>> start
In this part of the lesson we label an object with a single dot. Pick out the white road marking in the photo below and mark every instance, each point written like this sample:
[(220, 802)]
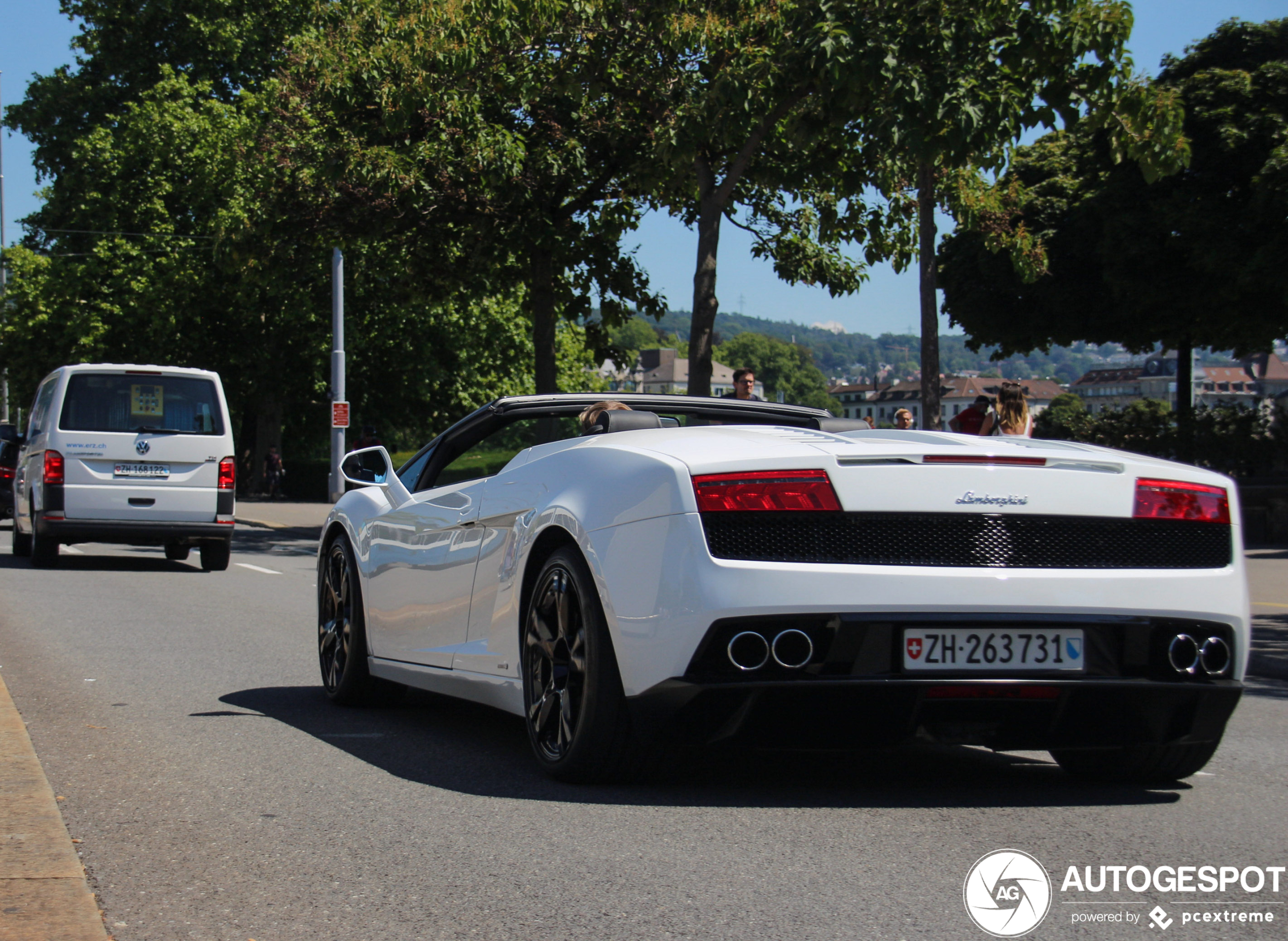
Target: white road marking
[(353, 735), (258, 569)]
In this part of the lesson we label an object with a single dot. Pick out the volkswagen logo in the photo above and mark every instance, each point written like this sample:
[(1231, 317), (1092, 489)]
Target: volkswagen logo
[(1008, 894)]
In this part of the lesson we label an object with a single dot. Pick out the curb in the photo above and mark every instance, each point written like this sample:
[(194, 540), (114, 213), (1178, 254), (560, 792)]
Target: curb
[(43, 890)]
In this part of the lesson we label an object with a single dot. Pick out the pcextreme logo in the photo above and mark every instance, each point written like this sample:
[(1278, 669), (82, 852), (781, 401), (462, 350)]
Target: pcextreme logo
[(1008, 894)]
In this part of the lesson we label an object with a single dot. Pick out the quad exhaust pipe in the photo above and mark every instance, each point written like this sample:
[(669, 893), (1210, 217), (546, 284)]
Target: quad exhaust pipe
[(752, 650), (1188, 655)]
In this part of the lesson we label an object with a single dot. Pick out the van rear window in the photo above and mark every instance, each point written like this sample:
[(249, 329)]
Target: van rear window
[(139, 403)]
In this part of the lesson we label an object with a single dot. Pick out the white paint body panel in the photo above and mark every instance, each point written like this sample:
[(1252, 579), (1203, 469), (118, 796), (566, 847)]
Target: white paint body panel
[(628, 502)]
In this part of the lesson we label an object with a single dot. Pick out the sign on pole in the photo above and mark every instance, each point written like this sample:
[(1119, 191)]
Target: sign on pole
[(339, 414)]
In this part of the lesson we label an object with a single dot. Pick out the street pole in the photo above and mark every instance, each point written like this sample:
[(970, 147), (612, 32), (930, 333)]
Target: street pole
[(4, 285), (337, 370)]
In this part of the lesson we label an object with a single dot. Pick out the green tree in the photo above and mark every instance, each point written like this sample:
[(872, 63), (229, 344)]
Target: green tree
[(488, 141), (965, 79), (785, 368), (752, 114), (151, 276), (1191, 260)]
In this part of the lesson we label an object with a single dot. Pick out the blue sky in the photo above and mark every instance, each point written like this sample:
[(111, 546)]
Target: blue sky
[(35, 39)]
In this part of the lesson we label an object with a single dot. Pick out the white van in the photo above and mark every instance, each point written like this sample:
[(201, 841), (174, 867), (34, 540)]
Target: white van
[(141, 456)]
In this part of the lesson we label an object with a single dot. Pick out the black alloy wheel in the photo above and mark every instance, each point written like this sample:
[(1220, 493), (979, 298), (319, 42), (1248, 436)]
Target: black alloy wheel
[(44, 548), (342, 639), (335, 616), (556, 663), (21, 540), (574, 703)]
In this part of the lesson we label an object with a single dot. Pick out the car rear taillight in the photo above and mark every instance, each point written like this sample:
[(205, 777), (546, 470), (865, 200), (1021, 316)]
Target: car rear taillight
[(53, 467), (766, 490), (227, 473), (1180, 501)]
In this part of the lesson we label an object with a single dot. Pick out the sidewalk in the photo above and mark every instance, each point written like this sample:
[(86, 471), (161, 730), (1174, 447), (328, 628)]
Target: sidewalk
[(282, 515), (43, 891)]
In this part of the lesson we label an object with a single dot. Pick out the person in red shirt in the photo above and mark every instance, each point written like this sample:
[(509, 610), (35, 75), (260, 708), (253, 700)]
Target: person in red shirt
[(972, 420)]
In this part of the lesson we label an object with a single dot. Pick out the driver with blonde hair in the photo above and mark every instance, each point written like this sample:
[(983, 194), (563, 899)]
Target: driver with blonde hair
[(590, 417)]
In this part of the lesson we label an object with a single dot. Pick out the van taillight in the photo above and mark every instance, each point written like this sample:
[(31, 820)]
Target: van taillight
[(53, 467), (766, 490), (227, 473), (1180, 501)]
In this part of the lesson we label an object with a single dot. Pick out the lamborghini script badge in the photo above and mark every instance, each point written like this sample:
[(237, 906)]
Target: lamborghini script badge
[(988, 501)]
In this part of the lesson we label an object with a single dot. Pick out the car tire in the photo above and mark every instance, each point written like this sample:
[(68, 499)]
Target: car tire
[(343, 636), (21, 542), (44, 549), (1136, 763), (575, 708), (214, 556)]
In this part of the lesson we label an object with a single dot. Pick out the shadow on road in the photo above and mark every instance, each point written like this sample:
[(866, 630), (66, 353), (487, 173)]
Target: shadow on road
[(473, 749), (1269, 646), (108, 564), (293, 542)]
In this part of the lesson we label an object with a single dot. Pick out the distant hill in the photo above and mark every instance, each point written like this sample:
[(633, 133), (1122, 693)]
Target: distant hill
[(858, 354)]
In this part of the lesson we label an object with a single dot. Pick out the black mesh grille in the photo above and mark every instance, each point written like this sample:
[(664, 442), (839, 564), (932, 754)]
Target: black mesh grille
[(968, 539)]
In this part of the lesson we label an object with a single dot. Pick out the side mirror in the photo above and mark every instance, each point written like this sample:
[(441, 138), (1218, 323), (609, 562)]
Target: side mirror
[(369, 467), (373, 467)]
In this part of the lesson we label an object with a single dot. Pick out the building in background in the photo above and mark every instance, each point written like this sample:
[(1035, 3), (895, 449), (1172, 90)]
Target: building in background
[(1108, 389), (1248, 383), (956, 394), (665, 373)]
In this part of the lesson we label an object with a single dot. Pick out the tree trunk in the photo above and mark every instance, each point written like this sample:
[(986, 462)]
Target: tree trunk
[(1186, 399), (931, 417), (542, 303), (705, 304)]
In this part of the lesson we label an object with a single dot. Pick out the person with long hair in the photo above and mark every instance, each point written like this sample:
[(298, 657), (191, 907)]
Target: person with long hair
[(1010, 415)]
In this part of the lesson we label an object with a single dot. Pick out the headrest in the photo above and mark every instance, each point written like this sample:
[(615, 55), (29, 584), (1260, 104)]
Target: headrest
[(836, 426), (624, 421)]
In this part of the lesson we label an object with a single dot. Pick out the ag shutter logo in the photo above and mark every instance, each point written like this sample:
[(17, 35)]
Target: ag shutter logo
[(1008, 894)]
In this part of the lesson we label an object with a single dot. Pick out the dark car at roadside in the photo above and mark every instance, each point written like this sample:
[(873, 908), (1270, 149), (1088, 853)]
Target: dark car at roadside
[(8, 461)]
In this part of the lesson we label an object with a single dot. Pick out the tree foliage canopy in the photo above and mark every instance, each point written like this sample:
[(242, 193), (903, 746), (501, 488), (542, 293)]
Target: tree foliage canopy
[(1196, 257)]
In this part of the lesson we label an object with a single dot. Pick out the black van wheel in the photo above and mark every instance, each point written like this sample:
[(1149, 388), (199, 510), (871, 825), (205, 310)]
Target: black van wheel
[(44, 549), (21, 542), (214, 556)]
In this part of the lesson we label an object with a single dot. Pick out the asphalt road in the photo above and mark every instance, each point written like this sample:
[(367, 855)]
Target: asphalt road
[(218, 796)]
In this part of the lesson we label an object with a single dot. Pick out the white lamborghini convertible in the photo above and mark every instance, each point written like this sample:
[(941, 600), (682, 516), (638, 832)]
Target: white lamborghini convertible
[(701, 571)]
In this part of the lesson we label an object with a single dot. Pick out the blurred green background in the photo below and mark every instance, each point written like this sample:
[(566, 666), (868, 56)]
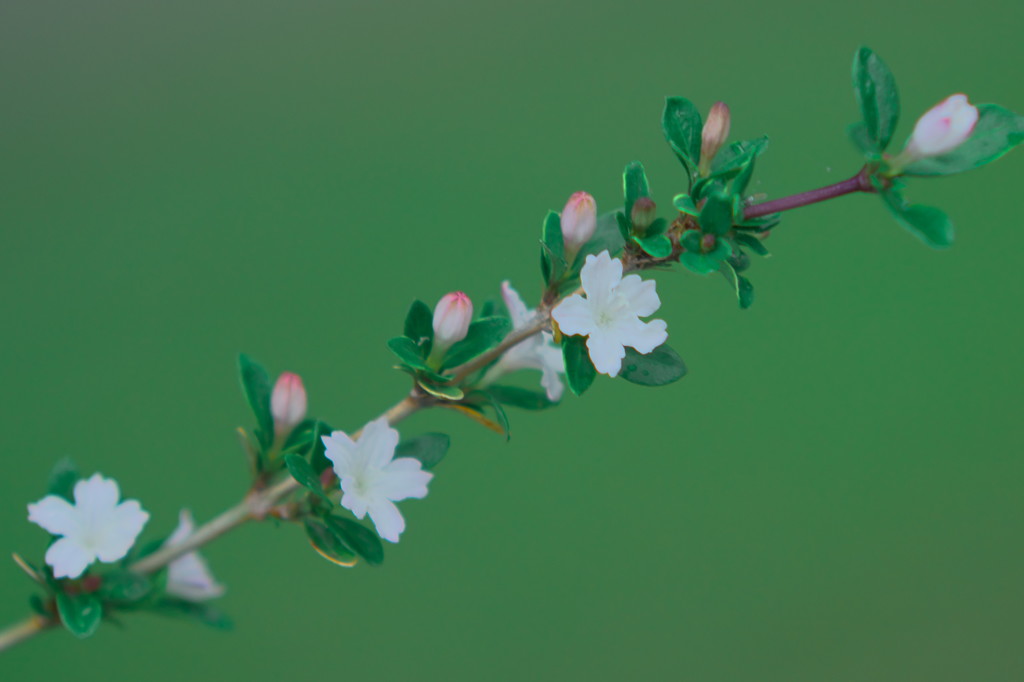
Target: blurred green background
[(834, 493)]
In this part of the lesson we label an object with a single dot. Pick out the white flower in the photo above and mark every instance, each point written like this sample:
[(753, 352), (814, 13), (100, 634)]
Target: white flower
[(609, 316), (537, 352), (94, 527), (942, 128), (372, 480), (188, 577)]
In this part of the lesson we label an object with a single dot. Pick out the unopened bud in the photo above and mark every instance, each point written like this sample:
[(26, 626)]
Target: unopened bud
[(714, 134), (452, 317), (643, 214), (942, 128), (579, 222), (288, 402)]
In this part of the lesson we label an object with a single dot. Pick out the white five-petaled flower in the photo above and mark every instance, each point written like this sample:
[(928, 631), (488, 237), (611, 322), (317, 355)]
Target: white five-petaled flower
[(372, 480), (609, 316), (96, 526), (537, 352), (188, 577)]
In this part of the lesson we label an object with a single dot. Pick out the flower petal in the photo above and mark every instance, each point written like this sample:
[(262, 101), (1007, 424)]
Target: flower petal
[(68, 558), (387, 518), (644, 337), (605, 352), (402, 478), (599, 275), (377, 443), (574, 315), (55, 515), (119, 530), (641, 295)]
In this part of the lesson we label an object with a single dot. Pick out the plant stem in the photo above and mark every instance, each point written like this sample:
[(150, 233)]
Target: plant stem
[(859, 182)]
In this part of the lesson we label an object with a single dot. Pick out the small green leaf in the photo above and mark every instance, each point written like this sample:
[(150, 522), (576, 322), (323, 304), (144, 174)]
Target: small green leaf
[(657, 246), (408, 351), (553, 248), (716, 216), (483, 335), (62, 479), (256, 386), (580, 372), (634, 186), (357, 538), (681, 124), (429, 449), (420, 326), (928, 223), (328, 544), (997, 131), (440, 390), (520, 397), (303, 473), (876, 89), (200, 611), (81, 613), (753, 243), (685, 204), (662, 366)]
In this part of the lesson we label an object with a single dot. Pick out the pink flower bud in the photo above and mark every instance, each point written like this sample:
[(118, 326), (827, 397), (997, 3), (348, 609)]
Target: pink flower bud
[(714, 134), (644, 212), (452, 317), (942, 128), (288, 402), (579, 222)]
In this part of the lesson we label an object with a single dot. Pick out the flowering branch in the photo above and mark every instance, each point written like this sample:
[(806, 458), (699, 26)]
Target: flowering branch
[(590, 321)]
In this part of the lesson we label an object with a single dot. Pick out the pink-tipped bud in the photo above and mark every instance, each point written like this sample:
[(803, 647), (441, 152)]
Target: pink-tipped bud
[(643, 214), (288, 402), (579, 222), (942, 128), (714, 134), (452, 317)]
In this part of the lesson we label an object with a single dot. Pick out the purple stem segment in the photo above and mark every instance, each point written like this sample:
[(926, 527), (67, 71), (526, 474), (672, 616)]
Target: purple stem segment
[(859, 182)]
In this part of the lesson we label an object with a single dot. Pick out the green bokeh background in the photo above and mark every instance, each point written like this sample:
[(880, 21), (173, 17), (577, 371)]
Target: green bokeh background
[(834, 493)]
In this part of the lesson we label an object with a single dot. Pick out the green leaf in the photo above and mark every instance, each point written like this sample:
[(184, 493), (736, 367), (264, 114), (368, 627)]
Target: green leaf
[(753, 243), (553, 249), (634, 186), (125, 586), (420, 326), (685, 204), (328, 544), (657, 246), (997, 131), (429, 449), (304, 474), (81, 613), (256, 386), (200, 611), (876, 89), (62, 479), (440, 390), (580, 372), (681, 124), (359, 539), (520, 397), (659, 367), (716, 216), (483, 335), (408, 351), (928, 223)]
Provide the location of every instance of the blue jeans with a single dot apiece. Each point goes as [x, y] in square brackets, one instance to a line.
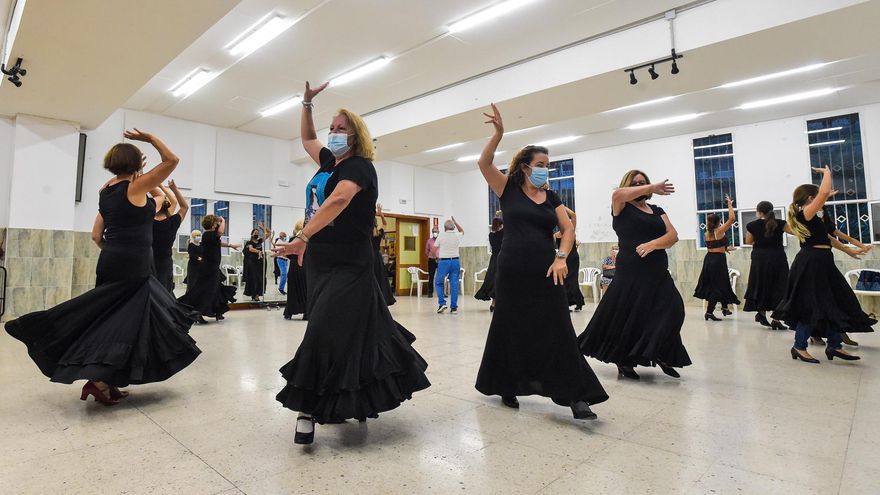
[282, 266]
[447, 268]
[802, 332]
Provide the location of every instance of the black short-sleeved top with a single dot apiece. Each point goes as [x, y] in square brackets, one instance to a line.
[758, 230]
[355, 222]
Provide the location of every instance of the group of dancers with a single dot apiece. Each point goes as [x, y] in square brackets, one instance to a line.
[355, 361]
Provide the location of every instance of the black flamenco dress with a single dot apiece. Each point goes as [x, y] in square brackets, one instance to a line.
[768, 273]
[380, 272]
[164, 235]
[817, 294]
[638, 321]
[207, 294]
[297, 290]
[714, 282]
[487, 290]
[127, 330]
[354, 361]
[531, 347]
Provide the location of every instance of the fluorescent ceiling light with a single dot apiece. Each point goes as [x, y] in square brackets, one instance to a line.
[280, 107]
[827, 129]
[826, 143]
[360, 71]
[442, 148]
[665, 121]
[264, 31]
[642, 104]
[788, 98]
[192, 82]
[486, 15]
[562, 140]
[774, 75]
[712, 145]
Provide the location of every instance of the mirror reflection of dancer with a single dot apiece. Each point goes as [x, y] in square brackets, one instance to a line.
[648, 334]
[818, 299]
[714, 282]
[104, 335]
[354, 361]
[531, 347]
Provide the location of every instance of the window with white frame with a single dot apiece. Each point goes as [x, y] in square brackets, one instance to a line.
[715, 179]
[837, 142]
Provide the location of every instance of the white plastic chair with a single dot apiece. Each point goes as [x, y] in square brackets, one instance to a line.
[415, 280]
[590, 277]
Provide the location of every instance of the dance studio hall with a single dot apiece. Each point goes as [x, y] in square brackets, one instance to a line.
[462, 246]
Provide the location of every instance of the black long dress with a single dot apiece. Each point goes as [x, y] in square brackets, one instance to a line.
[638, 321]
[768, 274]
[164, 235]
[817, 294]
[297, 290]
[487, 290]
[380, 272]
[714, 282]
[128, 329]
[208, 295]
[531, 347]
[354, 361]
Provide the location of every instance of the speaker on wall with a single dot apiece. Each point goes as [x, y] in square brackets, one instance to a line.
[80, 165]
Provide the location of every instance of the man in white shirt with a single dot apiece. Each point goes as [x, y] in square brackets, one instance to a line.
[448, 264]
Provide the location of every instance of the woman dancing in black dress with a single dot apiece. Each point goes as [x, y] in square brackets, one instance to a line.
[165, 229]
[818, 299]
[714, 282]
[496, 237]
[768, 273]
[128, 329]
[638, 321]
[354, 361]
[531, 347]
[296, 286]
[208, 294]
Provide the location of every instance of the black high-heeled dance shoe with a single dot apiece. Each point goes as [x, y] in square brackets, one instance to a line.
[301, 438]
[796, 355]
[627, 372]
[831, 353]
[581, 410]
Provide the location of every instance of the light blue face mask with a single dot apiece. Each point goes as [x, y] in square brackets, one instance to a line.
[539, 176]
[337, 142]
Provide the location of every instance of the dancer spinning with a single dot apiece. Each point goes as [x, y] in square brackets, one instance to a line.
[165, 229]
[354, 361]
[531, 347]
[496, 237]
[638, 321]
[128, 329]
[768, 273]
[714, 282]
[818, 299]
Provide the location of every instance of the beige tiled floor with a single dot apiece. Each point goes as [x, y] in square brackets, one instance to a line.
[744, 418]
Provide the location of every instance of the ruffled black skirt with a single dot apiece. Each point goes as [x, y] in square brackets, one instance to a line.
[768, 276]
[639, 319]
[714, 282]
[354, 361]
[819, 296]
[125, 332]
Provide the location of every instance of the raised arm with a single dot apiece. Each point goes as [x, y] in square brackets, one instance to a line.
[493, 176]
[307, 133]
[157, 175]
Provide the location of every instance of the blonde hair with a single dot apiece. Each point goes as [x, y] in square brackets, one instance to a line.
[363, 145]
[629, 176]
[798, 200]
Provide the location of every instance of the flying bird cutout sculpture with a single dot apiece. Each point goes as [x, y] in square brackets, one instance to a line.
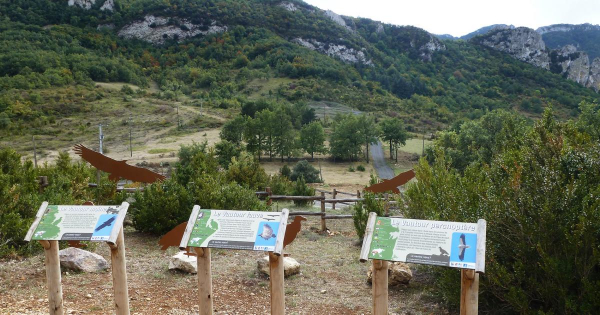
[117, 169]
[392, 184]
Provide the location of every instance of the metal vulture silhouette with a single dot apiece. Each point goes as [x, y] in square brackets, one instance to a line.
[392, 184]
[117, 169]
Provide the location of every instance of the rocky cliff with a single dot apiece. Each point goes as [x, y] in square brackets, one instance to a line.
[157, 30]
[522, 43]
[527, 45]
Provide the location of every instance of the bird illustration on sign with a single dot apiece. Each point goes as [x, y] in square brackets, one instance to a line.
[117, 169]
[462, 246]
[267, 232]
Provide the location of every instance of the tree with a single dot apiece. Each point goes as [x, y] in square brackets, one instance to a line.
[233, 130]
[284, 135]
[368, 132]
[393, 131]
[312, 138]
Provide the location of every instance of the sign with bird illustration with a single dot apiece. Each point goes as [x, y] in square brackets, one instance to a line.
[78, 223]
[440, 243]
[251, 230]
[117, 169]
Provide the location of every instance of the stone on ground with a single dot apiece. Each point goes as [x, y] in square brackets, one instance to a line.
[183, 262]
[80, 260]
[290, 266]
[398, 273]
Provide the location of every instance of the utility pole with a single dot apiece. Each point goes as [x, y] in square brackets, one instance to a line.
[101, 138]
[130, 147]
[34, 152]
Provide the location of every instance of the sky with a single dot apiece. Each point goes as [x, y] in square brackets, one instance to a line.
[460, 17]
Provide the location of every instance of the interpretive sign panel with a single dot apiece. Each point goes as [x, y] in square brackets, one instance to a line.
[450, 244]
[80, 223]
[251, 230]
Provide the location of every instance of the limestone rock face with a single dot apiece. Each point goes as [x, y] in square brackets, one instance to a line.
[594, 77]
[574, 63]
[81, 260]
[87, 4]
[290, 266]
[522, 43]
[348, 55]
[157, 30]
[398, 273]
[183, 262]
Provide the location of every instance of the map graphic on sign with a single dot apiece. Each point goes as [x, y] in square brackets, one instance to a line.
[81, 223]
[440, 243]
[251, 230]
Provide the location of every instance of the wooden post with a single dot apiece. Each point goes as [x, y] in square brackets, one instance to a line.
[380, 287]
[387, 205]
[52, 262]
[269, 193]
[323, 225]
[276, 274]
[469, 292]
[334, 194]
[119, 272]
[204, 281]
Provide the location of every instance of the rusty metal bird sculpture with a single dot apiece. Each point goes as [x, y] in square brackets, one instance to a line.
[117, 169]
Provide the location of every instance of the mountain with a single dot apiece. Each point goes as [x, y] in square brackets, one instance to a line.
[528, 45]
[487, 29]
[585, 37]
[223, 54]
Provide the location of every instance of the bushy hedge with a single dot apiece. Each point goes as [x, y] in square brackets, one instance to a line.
>> end
__DIRECTIONS__
Reproduce the listing word for word from the line with "the person in" to the line with "708), (214, 556)]", including both of those lines.

__EXERCISE RESULT__
In this part of the lesson we label an object with a single dot. Pick out the person in red shirt in the photo above and mark every instance, each point written like this sample:
[(509, 610), (35, 75), (260, 708), (253, 700)]
Target: person in red shirt
[(972, 420)]
In this part of the lesson we label an object with a single dot. Pick out the driver with blonde hair in the photo above and mark every instance, each point written like this sample:
[(983, 194), (563, 899)]
Target: driver with blonde hair
[(590, 417)]
In this part of the lesson we label an object with a single dot. Pick out the van taillight in the photo above and mark every instance, each point written like this sample:
[(31, 820)]
Target: van taillight
[(53, 467), (766, 490), (227, 473), (1180, 501)]
In this part of the lesson we label an object with a single dot. Pick out the lamborghini script badge in the photo above and mark every instance, each point written like this sample:
[(237, 906)]
Target: lamborghini script badge
[(988, 501)]
In this part of the lesson we label an object with a single dot. Pick out the car tire in the photo above and mark every instance, each point written like this sample:
[(68, 499)]
Target: car tire
[(343, 636), (21, 542), (44, 549), (1136, 763), (575, 708), (214, 556)]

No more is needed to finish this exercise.